- TASK DETAILS
Reproduce the records from the line containing "For the scoring pass, find every instance of the hillside" down to the line containing "[[174, 398], [647, 393]]", both ends included. Keep the request lines as they are, multiply every x and y coordinate in the answers by 1.6, and round each result to a whole number with halves going up; output only those lines.

╭─ SUPPLIED MATERIAL

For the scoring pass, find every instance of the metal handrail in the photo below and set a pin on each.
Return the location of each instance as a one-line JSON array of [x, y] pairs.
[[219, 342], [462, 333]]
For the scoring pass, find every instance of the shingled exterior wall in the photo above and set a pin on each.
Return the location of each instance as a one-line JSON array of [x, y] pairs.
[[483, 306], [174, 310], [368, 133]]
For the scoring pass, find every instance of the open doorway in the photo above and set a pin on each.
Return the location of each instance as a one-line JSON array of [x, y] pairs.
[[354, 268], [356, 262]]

╰─
╭─ SUPPLIED MATERIAL

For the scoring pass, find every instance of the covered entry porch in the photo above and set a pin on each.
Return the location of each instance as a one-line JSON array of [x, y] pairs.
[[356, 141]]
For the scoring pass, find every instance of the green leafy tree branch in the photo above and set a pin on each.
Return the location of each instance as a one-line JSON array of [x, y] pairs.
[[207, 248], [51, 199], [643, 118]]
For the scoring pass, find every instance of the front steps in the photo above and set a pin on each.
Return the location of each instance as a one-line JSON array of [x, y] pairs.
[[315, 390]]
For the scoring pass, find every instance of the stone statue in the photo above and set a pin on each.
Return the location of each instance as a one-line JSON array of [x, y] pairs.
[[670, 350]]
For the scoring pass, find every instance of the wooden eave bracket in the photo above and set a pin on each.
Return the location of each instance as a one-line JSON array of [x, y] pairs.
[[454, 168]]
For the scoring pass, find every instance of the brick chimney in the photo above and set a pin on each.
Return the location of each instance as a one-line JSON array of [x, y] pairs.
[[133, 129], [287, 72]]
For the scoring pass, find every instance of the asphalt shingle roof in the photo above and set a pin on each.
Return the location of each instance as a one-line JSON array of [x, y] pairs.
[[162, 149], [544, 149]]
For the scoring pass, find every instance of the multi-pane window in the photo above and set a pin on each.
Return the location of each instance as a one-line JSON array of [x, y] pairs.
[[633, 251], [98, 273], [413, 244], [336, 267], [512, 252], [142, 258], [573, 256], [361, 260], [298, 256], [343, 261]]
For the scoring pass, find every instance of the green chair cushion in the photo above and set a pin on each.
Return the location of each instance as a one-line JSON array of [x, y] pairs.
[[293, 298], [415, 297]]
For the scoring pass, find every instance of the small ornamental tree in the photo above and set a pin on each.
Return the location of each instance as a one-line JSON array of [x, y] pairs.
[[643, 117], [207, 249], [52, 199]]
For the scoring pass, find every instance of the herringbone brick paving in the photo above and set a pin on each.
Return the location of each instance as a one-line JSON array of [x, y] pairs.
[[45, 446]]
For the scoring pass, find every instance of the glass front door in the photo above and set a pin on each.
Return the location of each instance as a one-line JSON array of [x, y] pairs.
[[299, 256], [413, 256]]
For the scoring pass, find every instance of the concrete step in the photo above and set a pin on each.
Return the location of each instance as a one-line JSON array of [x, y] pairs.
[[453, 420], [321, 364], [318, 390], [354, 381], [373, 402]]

╰─
╭─ SUPPLIED MATERIAL

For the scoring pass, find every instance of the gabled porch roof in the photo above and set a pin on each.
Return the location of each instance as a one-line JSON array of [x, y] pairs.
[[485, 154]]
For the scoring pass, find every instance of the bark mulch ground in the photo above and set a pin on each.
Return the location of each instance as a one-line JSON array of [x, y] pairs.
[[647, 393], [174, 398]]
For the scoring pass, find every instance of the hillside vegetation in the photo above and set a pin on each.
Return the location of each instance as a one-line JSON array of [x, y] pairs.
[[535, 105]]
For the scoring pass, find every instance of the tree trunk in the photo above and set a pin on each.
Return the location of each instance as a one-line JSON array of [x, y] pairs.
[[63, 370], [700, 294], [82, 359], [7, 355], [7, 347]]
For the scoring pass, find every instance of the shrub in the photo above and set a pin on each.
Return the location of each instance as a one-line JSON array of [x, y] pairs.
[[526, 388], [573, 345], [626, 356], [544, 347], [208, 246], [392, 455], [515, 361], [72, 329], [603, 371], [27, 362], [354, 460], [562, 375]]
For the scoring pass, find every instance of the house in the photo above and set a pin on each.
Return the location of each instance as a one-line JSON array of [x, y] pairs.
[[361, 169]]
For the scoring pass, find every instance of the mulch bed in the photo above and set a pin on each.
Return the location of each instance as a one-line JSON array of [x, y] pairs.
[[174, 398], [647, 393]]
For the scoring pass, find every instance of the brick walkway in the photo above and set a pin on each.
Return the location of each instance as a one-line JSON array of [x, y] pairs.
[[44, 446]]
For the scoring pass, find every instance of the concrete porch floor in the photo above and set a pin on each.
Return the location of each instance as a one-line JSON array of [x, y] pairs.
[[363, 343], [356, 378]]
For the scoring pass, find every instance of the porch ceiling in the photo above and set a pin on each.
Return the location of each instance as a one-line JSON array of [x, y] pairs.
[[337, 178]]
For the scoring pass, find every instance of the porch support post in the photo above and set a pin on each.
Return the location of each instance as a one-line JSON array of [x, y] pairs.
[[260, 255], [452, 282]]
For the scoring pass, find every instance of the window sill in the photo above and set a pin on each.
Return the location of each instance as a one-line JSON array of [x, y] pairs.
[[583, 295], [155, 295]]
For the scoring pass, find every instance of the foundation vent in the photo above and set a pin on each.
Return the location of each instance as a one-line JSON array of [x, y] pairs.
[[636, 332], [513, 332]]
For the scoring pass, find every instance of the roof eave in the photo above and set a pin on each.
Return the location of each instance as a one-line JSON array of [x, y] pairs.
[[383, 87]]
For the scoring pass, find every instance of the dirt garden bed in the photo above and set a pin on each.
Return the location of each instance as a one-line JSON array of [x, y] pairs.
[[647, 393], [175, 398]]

╰─

- SOLVED PROBLEM
For the scoring pass, find every instance of the hillside vegetation in the photo above and set a pin on each.
Return the location of each instance as a one-line JSON array of [x, y] pairs.
[[856, 168]]
For the scoring pass, find every instance of the tree trunk in the photo above and set a pin on each.
Return the location of each instance as a one-line JSON array of [x, y] pairs.
[[101, 592], [1120, 470], [131, 574], [11, 568], [11, 555]]
For the scoring pass, find every instance of the shrub in the photo above and set a pin on each.
Return the location of each instance as a one-line JSON array of [x, y] pairs.
[[842, 621], [917, 552], [1002, 570], [870, 555], [333, 394], [627, 728], [824, 578], [115, 526], [965, 594], [43, 579], [566, 736], [899, 600]]
For the scoring pass, find every instance of the house in the photo above and set a pin on each.
Return the location of each instance as a one-line JSON array of [x, y] pairs.
[[578, 270]]
For the scoring pass, find every instance of the mulch bed in the photo above and set a pin on each.
Return the location of each instance as a one-line JSON array of [x, y] pairs.
[[278, 637], [1035, 629]]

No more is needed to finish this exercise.